**Extrait choisi**
┄┄┄┄┄┄
Début novembre, le Service fédéral anti-drogue a saisi en Russie plus de 80 tonnes de stupéfiants, dont environ 2 tonnes d'héroïne en provenance d'Afghanistan.

D'ailleurs, bien avant la publication du rapport, Moscou évaluait sans optimisme les perspectives de la lutte contre la drogue afghane. De l'avis de Viktor Tcherkessov, directeur du Service fédéral, les mesures actuelles prises par la communauté internationale et le gouvernement afghan sont certainement insuffisantes et leur efficacité laisse à désirer. Les programmes internationaux de financement de la culture de plantes agricoles alternatives (par exemple, le coton au lieu du pavot) n'ont rien donné dans les conditions de l'Afghanistan.
┄┄┄┄┄┄
**Consigne de travail A**
Selon l'extrait sur la lutte contre la drogue afghane, quelle quantité d'héroïne le Service fédéral anti-drogue a-t-il saisie en Russie début novembre ?
**Consigne de travail B**
Poursuivez l'extrait sur la lutte contre la drogue afghane à la suite de sa dernière phrase.
Les items ci-après sont tirés d'une source distincte.

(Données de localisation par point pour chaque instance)
┄┄┄┄┄┄
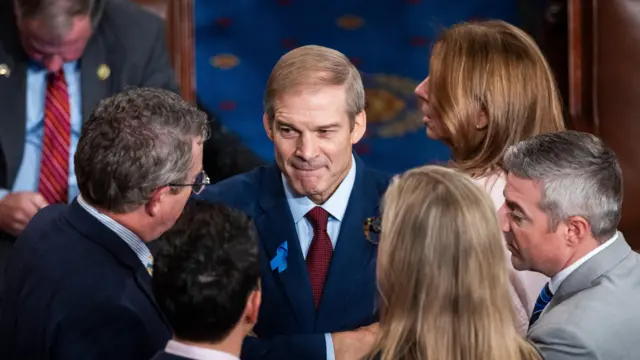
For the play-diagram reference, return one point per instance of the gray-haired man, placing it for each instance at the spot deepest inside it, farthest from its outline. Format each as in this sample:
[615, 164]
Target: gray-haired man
[78, 282]
[563, 201]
┄┄┄┄┄┄
**Réponse attendue A**
Environ 2 tonnes d'héroïne, en provenance d'Afghanistan.

**Réponse attendue B**
Qui plus est, les structures criminelles qui contrôlent la production d'héroïne en Afghanistan sont souvent dirigées par des personnes proches des autorités régionales. Il s'avère que ceux qui doivent lutter contre la drogue sont, en fait, les plus intéressés à ce que ce business prospère. Donc, il serait absurde de faire aujourd'hui des prévisions favorables.

L'espoir fondé sur l'ISAF, Force internationale d'assistance à la sécurité en Afghanistan, ne se justifie pas non plus. Les forces coalisées ne peuvent pas agir efficacement dans les conditions où le pouvoir afghan contrôle faiblement la situation au-delà de Kaboul, c'est pourquoi il est difficile d'organiser les programmes embrassant tout le territoire du pays.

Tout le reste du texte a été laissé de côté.